Skip the images and copy each record exactly as written.
## Begin
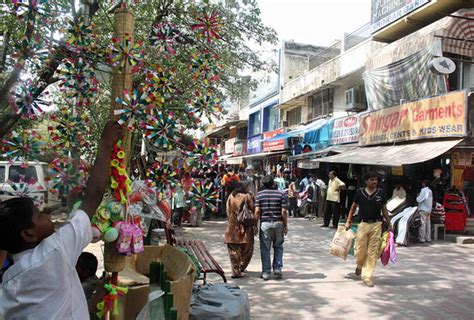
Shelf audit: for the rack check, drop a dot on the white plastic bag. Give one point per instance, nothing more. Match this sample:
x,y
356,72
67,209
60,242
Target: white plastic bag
x,y
341,243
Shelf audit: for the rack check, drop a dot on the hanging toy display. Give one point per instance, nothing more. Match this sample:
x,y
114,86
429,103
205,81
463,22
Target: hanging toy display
x,y
119,180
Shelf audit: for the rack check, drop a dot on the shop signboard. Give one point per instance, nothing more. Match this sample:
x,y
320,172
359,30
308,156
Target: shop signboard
x,y
444,116
344,130
240,148
254,144
229,146
307,164
273,145
385,12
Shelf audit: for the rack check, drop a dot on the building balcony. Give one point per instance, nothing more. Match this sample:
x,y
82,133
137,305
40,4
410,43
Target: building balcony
x,y
330,72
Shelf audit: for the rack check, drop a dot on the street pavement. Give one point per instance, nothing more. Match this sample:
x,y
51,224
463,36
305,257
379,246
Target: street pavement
x,y
434,282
## End
» Final answer:
Shelf audit: for the rack check, drop a dot on the white plastic bag. Give one point per instance, nothing more. Match this sample:
x,y
356,72
67,209
60,242
Target: white plastic bag
x,y
341,243
Shelf audit: for the rack check, drop a dot on the hanging toy display. Give one point per instance, nothing more. Match this sample:
x,y
114,86
429,103
205,81
463,22
Target: hanging toy display
x,y
119,180
Shelf audit: for the rack check, drop a dot on the shop signboard. Give one point per instance, nothing more. Match this sample:
x,y
320,172
359,30
308,156
Target: shop signboard
x,y
444,116
344,130
240,148
254,144
229,146
307,164
273,145
385,12
Shelf audit: for the rack check, drop a dot on the building balcony. Give one point per instance, nothing more. Match this sample:
x,y
82,133
137,305
40,4
410,43
Target: building balcony
x,y
330,72
Shelf audit: for the rack check, drop a dot on the street pavement. Give one point per instance, nothing more. Match this sample:
x,y
51,224
463,36
305,257
379,246
Target: street pavement
x,y
434,282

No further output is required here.